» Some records
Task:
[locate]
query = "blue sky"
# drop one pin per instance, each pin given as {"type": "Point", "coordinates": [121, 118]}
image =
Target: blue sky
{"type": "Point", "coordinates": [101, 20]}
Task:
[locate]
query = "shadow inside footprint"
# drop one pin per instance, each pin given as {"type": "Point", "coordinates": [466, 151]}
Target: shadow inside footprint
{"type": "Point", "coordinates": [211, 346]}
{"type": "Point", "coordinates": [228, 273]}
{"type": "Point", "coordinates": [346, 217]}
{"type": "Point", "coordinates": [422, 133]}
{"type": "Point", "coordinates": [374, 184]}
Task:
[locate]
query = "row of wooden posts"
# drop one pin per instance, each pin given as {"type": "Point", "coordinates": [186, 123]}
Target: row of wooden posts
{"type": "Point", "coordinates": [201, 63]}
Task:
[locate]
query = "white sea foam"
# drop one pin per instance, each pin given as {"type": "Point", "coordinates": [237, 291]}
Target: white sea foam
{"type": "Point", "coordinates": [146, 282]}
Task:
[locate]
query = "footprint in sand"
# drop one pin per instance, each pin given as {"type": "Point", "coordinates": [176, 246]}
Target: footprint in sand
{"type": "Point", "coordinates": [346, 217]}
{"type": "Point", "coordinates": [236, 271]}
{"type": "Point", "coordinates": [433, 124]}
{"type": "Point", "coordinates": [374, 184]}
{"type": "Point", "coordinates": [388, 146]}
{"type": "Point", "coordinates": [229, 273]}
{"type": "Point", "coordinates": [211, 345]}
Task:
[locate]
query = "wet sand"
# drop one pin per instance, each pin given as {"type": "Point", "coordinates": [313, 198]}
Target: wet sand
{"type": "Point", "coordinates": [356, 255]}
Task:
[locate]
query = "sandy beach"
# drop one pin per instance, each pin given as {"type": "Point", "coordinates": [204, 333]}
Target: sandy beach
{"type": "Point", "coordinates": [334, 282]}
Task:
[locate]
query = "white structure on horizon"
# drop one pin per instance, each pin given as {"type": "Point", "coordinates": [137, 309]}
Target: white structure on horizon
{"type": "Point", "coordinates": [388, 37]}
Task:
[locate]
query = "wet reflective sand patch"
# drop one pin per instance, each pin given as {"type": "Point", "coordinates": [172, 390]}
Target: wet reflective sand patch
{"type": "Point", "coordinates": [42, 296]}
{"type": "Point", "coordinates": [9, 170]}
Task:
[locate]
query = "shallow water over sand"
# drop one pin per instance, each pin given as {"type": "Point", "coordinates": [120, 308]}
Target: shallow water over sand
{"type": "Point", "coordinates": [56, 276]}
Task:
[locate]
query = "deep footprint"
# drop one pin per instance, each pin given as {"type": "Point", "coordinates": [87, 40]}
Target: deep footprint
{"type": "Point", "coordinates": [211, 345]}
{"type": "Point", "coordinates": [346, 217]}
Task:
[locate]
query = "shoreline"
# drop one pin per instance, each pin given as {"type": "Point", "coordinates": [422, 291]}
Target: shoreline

» Goal
Could you reproduce every record above exactly as it appears?

» Solution
Task:
[locate]
query = "blue sky"
# drop one pin per instance, each pin given as {"type": "Point", "coordinates": [121, 118]}
image =
Target: blue sky
{"type": "Point", "coordinates": [101, 20]}
Task:
[locate]
query = "shadow inside footprint"
# drop one pin per instance, each pin given as {"type": "Point", "coordinates": [466, 151]}
Target: shadow inside footprint
{"type": "Point", "coordinates": [211, 346]}
{"type": "Point", "coordinates": [228, 273]}
{"type": "Point", "coordinates": [346, 217]}
{"type": "Point", "coordinates": [422, 133]}
{"type": "Point", "coordinates": [374, 184]}
Task:
[locate]
query = "row of wooden posts"
# drop one pin per instance, each pin given as {"type": "Point", "coordinates": [186, 123]}
Target: row of wooden posts
{"type": "Point", "coordinates": [201, 63]}
Task:
[locate]
query = "white sea foam"
# drop one pin per instance, each pin given as {"type": "Point", "coordinates": [237, 291]}
Target: white sea foam
{"type": "Point", "coordinates": [146, 282]}
Task:
[locate]
query = "footprint in sand"
# drop one pin per instance, each pin given as {"type": "Point", "coordinates": [176, 246]}
Target: footprint in sand
{"type": "Point", "coordinates": [346, 217]}
{"type": "Point", "coordinates": [236, 271]}
{"type": "Point", "coordinates": [433, 124]}
{"type": "Point", "coordinates": [374, 184]}
{"type": "Point", "coordinates": [388, 146]}
{"type": "Point", "coordinates": [229, 273]}
{"type": "Point", "coordinates": [211, 345]}
Task:
[locate]
query = "wet sand"
# drop one pin per instance, each pin given as {"type": "Point", "coordinates": [313, 198]}
Target: wet sand
{"type": "Point", "coordinates": [356, 255]}
Task:
[locate]
query = "sandy beach"
# drop one pin per instance, each pin given as {"type": "Point", "coordinates": [204, 333]}
Target: sandy beach
{"type": "Point", "coordinates": [334, 282]}
Task:
[locate]
query = "white structure on horizon"
# drop one pin per instance, each pin given as {"type": "Point", "coordinates": [137, 309]}
Target: white structure on horizon
{"type": "Point", "coordinates": [388, 37]}
Task:
[locate]
query = "wet reflective sand patch"
# drop one pin per instance, each pin given as {"type": "Point", "coordinates": [172, 390]}
Target: wet reflective sand patch
{"type": "Point", "coordinates": [42, 296]}
{"type": "Point", "coordinates": [9, 170]}
Task:
[locate]
query = "shallow water over sand"
# drop one pin per instance, each pin given as {"type": "Point", "coordinates": [120, 308]}
Target: shallow water over sand
{"type": "Point", "coordinates": [56, 276]}
Task:
[locate]
query = "deep footprint"
# drop one pin per instance, each pin given as {"type": "Point", "coordinates": [87, 40]}
Target: deep footprint
{"type": "Point", "coordinates": [211, 345]}
{"type": "Point", "coordinates": [346, 217]}
Task:
[locate]
query = "shoreline"
# drop one pin per instance, each pin given as {"type": "Point", "coordinates": [422, 291]}
Target: shoreline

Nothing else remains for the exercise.